## Given information
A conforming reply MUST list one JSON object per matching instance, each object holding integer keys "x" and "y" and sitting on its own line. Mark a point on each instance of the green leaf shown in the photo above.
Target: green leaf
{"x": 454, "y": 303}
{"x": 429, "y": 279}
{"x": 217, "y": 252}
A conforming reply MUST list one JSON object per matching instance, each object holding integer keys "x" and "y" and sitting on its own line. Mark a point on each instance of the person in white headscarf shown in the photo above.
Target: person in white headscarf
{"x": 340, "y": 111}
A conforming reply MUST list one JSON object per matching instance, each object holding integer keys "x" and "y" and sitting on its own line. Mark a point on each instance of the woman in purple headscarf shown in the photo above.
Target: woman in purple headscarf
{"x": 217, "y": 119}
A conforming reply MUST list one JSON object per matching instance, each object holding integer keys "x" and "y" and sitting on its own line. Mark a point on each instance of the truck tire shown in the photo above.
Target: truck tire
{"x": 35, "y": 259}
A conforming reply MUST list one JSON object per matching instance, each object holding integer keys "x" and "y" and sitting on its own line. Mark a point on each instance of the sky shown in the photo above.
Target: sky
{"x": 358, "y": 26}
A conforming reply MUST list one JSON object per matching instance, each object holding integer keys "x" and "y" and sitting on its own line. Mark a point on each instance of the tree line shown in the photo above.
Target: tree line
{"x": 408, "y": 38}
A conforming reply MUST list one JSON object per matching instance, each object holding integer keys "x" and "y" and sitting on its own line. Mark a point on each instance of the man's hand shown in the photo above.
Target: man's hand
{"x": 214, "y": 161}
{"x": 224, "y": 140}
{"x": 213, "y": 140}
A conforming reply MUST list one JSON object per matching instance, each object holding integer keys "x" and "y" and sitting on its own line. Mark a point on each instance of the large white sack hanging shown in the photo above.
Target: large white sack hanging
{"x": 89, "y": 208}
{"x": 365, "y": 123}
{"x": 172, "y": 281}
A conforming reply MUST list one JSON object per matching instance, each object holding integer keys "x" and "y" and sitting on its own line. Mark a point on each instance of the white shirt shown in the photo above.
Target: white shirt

## Exercise objective
Could you copy out every line of the listing above, word for word and without any changes?

## The output
A conforming reply MUST list one JSON object per matching instance, each object holding integer keys "x" and "y" and sitting on its own line. Mark a point on each instance of the green leaf shown in the photo above.
Target: green leaf
{"x": 454, "y": 303}
{"x": 429, "y": 279}
{"x": 217, "y": 252}
A conforming reply MUST list one JSON object per matching instance, each object holding integer keys "x" and "y" and sitting on its own line. Mark a point on each instance of the person in white headscarf shown in the photo above.
Target: person in white headscarf
{"x": 340, "y": 111}
A conforming reply MUST list one JSON object per matching instance, each object holding integer keys "x" and "y" and sitting on its own line. Mark a point on each instance of the woman in purple headscarf shown in the photo above.
Target: woman in purple headscarf
{"x": 217, "y": 119}
A conforming reply MUST list one JSON object per matching instance, each object holding integer keys "x" and "y" and sitting on its own line. Mark a point on each instance of the truck tire shown in the photo above.
Target: truck tire
{"x": 35, "y": 259}
A conforming reply MUST list one JSON object per matching instance, each object holding integer keys "x" and "y" and sitting on its own line. Mark a point on each instance of the sky shown in the photo above.
Target: sky
{"x": 358, "y": 26}
A conforming reply MUST list one JSON object per matching instance, each object holding integer keys "x" and "y" and sitting on its own line. Mark a point on each instance of the tree line shown in the photo above.
Target: tree line
{"x": 408, "y": 38}
A conforming reply MUST list one JSON object per matching instance, each object holding integer keys "x" and "y" and sitting on its own line. Mark a point on each instance of the man's hand shown in the photo above.
Target: man's hand
{"x": 214, "y": 161}
{"x": 224, "y": 140}
{"x": 213, "y": 140}
A conforming reply MUST list one JSON object per matching instance, each object holding integer keys "x" and "y" and sitting on its own line. Mark a point on each instance of the large white sack hanging shown in the photo above.
Target: large white sack hanging
{"x": 89, "y": 208}
{"x": 365, "y": 123}
{"x": 172, "y": 281}
A conforming reply MUST list one JSON object per matching instance, each object holding integer keys "x" and "y" and sitting on its own line. Mark a point on each instance of the white shirt shown in the photo above.
Target: white shirt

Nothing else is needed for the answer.